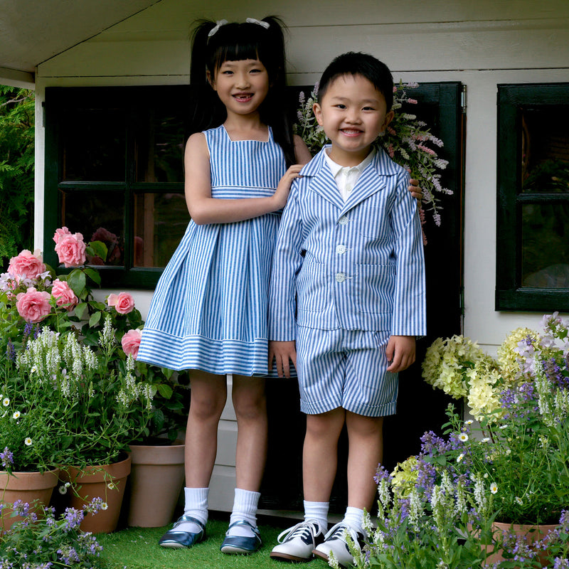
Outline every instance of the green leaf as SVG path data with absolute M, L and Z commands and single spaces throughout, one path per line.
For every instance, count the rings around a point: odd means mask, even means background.
M 94 314 L 91 314 L 91 317 L 89 319 L 89 326 L 90 328 L 92 328 L 99 323 L 99 321 L 101 319 L 101 313 L 100 312 L 95 312 Z
M 96 284 L 101 284 L 101 275 L 99 274 L 98 271 L 96 271 L 95 269 L 91 269 L 90 267 L 87 267 L 85 270 L 85 275 Z
M 166 385 L 166 383 L 159 383 L 156 386 L 158 389 L 158 393 L 160 393 L 162 397 L 165 399 L 169 399 L 172 396 L 172 393 L 174 393 L 174 390 L 170 387 L 170 385 Z
M 80 302 L 75 307 L 75 316 L 80 319 L 83 319 L 85 311 L 87 309 L 86 302 Z

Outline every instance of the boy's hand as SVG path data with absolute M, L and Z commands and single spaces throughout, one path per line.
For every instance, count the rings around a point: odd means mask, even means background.
M 272 358 L 277 361 L 277 373 L 279 377 L 290 377 L 290 364 L 292 360 L 297 366 L 297 348 L 294 340 L 286 342 L 277 342 L 272 340 L 269 342 L 269 369 L 272 368 Z
M 391 362 L 388 371 L 397 373 L 407 369 L 415 361 L 415 336 L 392 336 L 385 350 L 387 361 Z

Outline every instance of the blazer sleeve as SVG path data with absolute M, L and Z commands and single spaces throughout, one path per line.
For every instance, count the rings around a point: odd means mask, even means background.
M 391 334 L 424 336 L 427 324 L 422 232 L 408 184 L 408 174 L 400 175 L 391 213 L 397 267 Z
M 297 275 L 302 266 L 302 223 L 299 203 L 299 183 L 293 182 L 282 213 L 272 257 L 269 287 L 269 340 L 294 340 Z

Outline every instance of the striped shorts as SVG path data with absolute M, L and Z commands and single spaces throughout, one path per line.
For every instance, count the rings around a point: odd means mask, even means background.
M 317 415 L 341 407 L 366 417 L 393 415 L 398 374 L 387 371 L 390 336 L 297 326 L 300 410 Z

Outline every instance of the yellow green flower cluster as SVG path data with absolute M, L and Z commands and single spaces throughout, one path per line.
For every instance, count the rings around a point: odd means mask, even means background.
M 531 378 L 523 354 L 541 349 L 541 339 L 534 330 L 517 328 L 508 334 L 494 359 L 468 337 L 437 338 L 427 350 L 422 376 L 455 399 L 466 398 L 471 413 L 480 420 L 496 413 L 501 391 Z

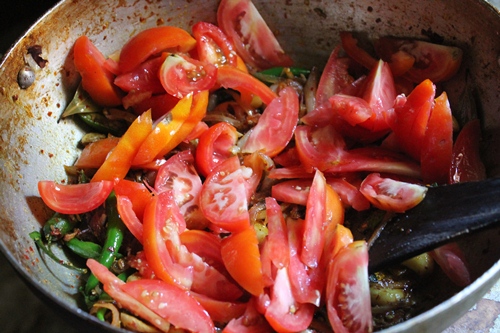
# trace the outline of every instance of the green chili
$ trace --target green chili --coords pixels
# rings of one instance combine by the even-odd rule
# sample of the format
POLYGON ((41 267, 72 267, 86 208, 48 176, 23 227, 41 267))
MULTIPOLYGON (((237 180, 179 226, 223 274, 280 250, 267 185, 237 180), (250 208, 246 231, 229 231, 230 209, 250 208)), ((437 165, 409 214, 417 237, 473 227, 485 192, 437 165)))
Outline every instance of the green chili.
POLYGON ((57 241, 75 228, 75 221, 69 215, 55 213, 42 228, 47 241, 57 241))
MULTIPOLYGON (((111 192, 109 197, 106 199, 105 205, 108 226, 106 241, 104 242, 98 261, 107 268, 110 268, 122 245, 126 227, 118 214, 118 209, 116 207, 116 195, 114 192, 111 192)), ((89 295, 92 289, 94 289, 98 284, 99 281, 95 275, 91 274, 87 280, 87 284, 85 285, 85 294, 89 295)))
POLYGON ((31 239, 33 239, 35 241, 35 244, 37 245, 37 247, 40 250, 42 250, 45 254, 47 254, 52 260, 54 260, 55 262, 57 262, 58 264, 66 267, 66 268, 74 269, 74 270, 76 270, 76 271, 78 271, 80 273, 83 273, 83 274, 87 273, 87 269, 86 268, 76 267, 75 265, 73 265, 72 263, 70 263, 68 261, 64 261, 62 259, 59 259, 54 254, 54 252, 52 252, 52 250, 50 249, 50 243, 48 245, 46 245, 42 241, 42 235, 38 231, 33 231, 29 235, 30 235, 31 239))
POLYGON ((102 246, 94 242, 82 241, 78 238, 72 238, 66 242, 66 246, 85 259, 98 259, 102 253, 102 246))

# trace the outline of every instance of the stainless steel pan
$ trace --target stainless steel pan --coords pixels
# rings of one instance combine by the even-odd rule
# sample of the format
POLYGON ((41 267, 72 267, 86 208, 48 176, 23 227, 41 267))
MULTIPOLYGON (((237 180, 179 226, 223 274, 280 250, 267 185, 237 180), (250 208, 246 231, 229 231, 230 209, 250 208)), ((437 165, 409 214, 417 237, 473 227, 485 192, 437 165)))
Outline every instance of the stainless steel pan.
MULTIPOLYGON (((500 174, 500 14, 485 1, 449 0, 255 0, 283 48, 297 65, 322 64, 339 42, 338 31, 369 36, 425 38, 435 33, 445 43, 462 47, 465 62, 458 79, 447 84, 452 108, 463 114, 472 91, 484 131, 485 162, 490 176, 500 174), (466 84, 467 82, 467 84, 466 84), (465 106, 464 106, 465 105, 465 106)), ((59 115, 78 84, 71 48, 86 34, 110 54, 133 34, 158 24, 182 26, 215 21, 218 1, 62 1, 13 46, 0 67, 0 249, 45 301, 55 303, 75 325, 99 323, 79 307, 78 276, 44 261, 28 234, 38 230, 49 211, 38 197, 37 182, 63 180, 63 165, 77 157, 82 132, 59 115), (18 72, 30 57, 27 49, 42 47, 47 65, 35 71, 29 88, 21 89, 18 72)), ((466 241, 475 281, 458 294, 387 332, 437 332, 458 319, 500 278, 500 231, 466 241)), ((432 288, 446 290, 446 283, 432 288)))

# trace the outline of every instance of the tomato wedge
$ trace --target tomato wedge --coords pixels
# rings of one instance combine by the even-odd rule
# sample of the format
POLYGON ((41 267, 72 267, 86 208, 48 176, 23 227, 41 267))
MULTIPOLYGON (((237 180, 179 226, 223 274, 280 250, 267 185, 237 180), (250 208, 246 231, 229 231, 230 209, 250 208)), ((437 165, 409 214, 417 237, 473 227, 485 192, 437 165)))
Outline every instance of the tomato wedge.
POLYGON ((335 332, 371 332, 368 246, 356 241, 343 247, 328 269, 328 319, 335 332))
POLYGON ((74 185, 42 180, 38 182, 38 192, 50 209, 61 214, 82 214, 102 205, 113 186, 113 182, 107 180, 74 185))
POLYGON ((217 81, 217 67, 180 54, 169 55, 160 68, 165 91, 177 98, 210 90, 217 81))
POLYGON ((118 65, 122 73, 130 72, 150 56, 163 51, 188 52, 196 40, 185 30, 161 26, 143 30, 128 40, 120 51, 118 65))
POLYGON ((425 186, 382 178, 378 173, 369 174, 359 190, 375 207, 397 213, 415 207, 427 193, 425 186))
POLYGON ((121 289, 178 328, 190 332, 215 332, 205 309, 185 290, 161 280, 140 279, 121 289))
POLYGON ((219 164, 203 183, 200 195, 203 214, 217 227, 242 231, 249 227, 246 181, 251 169, 240 165, 237 156, 219 164))
POLYGON ((124 178, 132 165, 142 142, 152 130, 151 112, 147 111, 137 117, 116 147, 109 153, 104 163, 92 177, 93 182, 124 178))
POLYGON ((252 1, 222 0, 217 23, 238 55, 255 70, 292 65, 292 59, 283 51, 252 1))
POLYGON ((254 296, 264 292, 259 241, 251 226, 221 241, 222 261, 238 284, 254 296))
POLYGON ((120 105, 124 94, 113 84, 115 76, 105 68, 106 58, 87 36, 75 41, 73 57, 82 87, 92 100, 102 106, 120 105))
POLYGON ((196 147, 196 166, 200 173, 206 177, 218 164, 233 156, 237 140, 236 128, 226 122, 216 123, 206 130, 196 147))
POLYGON ((293 137, 298 116, 298 95, 292 87, 286 87, 265 108, 257 125, 247 132, 241 151, 261 151, 269 157, 278 155, 293 137), (277 136, 277 132, 280 135, 277 136))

----------

### REQUIREMENT
Only the lines from the one that contains "# trace the outline of every instance of the tomato" to the end of the data should be output, exactly as they appear.

### IN RESPONSE
# trace the outline of every instance of the tomato wedge
$ trace --target tomato wedge --coords pixels
# rings of one instance combine by the even-odd rule
# sample of the format
POLYGON ((41 267, 72 267, 86 208, 48 176, 23 227, 41 267))
MULTIPOLYGON (((237 180, 179 226, 223 274, 280 250, 267 185, 237 180), (250 208, 246 231, 229 231, 230 209, 250 208)), ((437 165, 409 214, 417 237, 473 227, 485 192, 437 165)))
Outline every instance of the tomato wedge.
POLYGON ((335 332, 371 332, 368 246, 356 241, 343 247, 328 269, 328 319, 335 332))
POLYGON ((74 185, 42 180, 38 182, 38 192, 50 209, 61 214, 82 214, 102 205, 113 186, 113 182, 107 180, 74 185))
POLYGON ((217 81, 217 67, 180 54, 169 55, 160 68, 165 91, 177 98, 210 90, 217 81))
POLYGON ((118 65, 122 73, 130 72, 150 56, 163 51, 188 52, 196 40, 185 30, 161 26, 143 30, 128 40, 120 51, 118 65))
POLYGON ((425 186, 382 178, 378 173, 369 174, 359 190, 375 207, 397 213, 415 207, 427 193, 425 186))
POLYGON ((121 289, 178 328, 190 332, 215 332, 205 309, 185 290, 161 280, 140 279, 121 289))
POLYGON ((219 164, 203 183, 200 195, 203 214, 217 227, 242 231, 249 227, 246 181, 251 169, 240 165, 237 156, 219 164))
POLYGON ((124 178, 132 165, 142 142, 152 130, 151 112, 147 111, 137 117, 116 147, 109 153, 104 163, 92 177, 93 182, 124 178))
POLYGON ((252 1, 222 0, 217 23, 238 55, 255 70, 292 65, 292 59, 283 51, 252 1))
POLYGON ((254 296, 264 292, 259 241, 251 226, 221 241, 222 261, 238 284, 254 296))
POLYGON ((120 105, 124 94, 113 84, 115 76, 105 68, 106 58, 87 36, 75 41, 73 57, 82 87, 92 100, 102 106, 120 105))
POLYGON ((196 147, 196 166, 200 173, 206 177, 218 164, 233 156, 237 140, 236 128, 226 122, 216 123, 206 130, 196 147))
POLYGON ((293 137, 298 116, 298 95, 292 87, 286 87, 265 108, 257 125, 247 132, 241 151, 261 151, 269 157, 278 155, 293 137), (277 136, 277 132, 280 135, 277 136))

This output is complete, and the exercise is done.